Showing posts with label The Americans. Show all posts
Showing posts with label The Americans. Show all posts

Wednesday, August 12, 2015

#BookReview: THE AMERICANS by Chitra Viraraghavan

At first, The Americans seems very disjointed. There are a lot of characters to keep up with and each has their own intricate story line. It’s almost enough to make you quit if you have a short attention span, but stay with it. I promise you, it’ll be worth it.

The connector of everyone is Tara, so it makes sense that she’s the biggest focus of the book. In her mid-30s, she’s come from India to the U.S. to help her sister Kamala out. On her flight, she meets CLN, a fellow Indian, traveling to the U.S. for the first time to see his daughter, Kavita, and meet his grandson in person. While Kamala takes her autistic son, Rahul, to see a specialist, Tara is to stay with her temperamental niece, Lavi. Ariel, Kamala’s Israeli housekeeper, has a better grasp on what’s going on in Kamala’s house than anyone else, but doesn’t interfere, only observes. This makes up the core group of characters, but there’s a sub-group that’s just as interesting.

Shantanu, a friend of Tara’s from back home, works at the Royal Bengal Tiger restaurant in the Little India area of Los Angeles. He’s always suspected that his boss, Nagi Babu, is trafficking immigrants, but takes action when he realizes that Babu has moved into sex trafficking young girls.

Akhil, another friend of Tara’s from India, works at a university, but runs a conspiracy theory website on the side. At first Akhil seems level headed, but watching his descent into madness is painful. I can’t quite decide if he was just overly paranoid or was dealing with deeper mental issues like schizophrenia or bipolar disorder.

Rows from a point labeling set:
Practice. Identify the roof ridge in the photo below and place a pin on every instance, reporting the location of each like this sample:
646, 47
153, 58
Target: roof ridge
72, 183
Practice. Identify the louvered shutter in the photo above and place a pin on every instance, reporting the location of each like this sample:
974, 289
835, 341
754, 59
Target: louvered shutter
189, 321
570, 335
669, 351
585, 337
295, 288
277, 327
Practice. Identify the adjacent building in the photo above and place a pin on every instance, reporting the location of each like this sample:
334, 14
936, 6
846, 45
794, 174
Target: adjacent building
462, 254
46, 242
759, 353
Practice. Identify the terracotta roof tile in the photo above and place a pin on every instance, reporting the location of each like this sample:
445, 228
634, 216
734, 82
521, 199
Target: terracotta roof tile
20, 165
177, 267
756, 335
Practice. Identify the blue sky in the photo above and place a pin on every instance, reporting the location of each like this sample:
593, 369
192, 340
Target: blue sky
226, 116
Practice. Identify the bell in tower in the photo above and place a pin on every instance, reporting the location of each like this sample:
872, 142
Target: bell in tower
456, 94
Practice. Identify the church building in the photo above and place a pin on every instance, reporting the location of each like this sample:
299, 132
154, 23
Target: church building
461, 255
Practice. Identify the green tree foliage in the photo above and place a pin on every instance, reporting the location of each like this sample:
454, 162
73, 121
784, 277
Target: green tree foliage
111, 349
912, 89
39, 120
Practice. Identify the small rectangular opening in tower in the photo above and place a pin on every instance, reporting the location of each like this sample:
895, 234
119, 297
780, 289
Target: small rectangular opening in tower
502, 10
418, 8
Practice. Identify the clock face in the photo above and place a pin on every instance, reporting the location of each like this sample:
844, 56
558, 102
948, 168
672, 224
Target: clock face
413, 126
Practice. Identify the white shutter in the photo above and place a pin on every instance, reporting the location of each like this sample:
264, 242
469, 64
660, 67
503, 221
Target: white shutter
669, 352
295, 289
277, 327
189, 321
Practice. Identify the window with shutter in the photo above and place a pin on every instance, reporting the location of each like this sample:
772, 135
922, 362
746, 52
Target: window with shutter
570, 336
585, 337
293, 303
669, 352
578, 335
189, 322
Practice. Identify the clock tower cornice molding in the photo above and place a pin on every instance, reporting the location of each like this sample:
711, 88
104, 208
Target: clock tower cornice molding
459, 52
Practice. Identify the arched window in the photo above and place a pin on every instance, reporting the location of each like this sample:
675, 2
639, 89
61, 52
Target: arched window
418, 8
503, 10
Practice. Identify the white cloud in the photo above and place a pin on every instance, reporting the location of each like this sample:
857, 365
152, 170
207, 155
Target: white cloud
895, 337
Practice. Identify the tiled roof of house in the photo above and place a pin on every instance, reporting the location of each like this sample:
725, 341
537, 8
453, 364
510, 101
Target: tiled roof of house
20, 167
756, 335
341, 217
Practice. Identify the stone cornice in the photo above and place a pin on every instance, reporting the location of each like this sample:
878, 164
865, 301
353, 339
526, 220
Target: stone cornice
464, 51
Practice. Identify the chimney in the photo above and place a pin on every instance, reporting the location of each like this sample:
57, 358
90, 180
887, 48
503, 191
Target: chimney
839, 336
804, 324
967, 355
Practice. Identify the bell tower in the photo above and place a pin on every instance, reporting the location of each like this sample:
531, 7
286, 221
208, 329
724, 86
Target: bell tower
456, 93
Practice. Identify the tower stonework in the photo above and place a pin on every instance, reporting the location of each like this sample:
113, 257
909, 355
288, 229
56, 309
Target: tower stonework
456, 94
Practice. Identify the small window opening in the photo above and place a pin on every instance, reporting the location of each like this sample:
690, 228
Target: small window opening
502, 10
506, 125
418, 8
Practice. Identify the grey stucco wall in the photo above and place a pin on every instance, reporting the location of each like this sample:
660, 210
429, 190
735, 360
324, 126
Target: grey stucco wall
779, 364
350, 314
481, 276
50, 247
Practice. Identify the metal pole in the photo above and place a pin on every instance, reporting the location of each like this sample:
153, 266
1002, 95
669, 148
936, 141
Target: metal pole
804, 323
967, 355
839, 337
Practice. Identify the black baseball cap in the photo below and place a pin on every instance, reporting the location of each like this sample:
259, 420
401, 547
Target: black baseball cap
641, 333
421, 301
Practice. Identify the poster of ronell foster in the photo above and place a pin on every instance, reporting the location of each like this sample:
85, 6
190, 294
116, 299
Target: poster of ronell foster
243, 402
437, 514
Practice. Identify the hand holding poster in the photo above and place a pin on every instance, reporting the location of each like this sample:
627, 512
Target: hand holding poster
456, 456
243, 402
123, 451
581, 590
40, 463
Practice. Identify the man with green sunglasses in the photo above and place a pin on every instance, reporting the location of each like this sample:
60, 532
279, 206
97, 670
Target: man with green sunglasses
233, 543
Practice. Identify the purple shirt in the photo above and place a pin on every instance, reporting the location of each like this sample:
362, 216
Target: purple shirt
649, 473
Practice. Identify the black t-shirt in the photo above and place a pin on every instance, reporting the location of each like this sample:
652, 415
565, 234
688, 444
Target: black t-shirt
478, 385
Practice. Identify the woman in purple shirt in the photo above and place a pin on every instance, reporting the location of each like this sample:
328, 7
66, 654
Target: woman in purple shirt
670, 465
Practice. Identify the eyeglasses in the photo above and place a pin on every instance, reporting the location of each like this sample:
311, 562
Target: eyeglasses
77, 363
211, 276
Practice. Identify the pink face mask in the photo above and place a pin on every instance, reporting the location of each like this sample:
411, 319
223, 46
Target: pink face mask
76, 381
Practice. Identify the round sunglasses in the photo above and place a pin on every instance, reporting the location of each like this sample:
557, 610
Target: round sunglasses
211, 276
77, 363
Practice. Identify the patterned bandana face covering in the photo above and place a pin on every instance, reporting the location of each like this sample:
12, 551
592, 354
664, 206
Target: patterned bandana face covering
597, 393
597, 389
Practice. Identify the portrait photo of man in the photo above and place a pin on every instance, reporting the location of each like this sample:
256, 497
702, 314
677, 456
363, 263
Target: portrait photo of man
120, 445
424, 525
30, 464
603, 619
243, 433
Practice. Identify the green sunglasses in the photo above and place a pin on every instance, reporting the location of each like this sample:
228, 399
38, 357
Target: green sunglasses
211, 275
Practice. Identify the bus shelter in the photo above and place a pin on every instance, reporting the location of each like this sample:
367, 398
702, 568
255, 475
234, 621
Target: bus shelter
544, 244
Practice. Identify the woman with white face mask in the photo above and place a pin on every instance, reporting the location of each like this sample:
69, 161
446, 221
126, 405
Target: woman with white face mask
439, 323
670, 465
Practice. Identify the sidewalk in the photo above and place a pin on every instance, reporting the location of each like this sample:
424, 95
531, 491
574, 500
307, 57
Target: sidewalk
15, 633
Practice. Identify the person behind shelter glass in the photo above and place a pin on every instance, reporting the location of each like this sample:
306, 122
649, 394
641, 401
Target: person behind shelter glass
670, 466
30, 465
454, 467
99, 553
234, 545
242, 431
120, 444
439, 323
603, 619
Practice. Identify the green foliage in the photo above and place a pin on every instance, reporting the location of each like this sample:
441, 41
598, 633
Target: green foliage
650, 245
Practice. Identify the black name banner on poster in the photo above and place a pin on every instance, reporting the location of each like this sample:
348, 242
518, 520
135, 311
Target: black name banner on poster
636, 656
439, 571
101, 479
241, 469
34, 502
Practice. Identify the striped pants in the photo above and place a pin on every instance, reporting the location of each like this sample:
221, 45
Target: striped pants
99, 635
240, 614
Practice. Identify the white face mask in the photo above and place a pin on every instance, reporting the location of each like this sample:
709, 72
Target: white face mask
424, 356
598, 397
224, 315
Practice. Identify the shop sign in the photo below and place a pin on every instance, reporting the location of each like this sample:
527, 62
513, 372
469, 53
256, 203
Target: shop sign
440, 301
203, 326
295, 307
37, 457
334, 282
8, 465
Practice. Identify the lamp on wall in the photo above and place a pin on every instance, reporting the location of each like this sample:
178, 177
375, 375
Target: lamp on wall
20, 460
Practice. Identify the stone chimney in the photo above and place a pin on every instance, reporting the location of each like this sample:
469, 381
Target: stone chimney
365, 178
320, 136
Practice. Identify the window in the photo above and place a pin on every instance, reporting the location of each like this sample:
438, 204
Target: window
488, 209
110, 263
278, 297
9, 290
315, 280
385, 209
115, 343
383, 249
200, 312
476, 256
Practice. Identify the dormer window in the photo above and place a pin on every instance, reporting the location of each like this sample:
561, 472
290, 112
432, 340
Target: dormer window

* Set of tasks:
1. In the book review above, list every character named in the paragraph that begins "The connector of everyone is Tara."
2. Write the next part of the review of The Americans, beginning after its final sentence.

* Responses for each task:
1. Tara, Kamala, CLN, Kavita, Rahul, Lavi, Ariel

2.
Madulika is Tara’s best friend. She’s married to Vinod, who is cheating on her with a white American who is pregnant by him. Madulika is obsessed with having a baby, so much so that she begins taking illegal measures to get one of her own. I found her attitude toward “Mexicans” interesting. She lumped a whole population of people into that group because she couldn’t be bothered to learn the differences between ethnicities. At first I thought this was a very Western attitude, but given that India has operated on a caste system for so long, it makes sense. In her mind, she didn’t see them as being on the same level as she was, likely because their skin was darker than hers. So she doesn't feel the need to learn who her "Mexican" housekeepers really are, they don't matter to her.

What stood out to me most about The Americans is no one seemed really happy. Kavita has a very short temper and always seems irritated by everything CLN does, almost like she doesn’t want him there. But CLN comments that Tara reminds him of a younger Kavita. And Tara is a kind person, so does this mean that America has turned Kavita into the person she’s become?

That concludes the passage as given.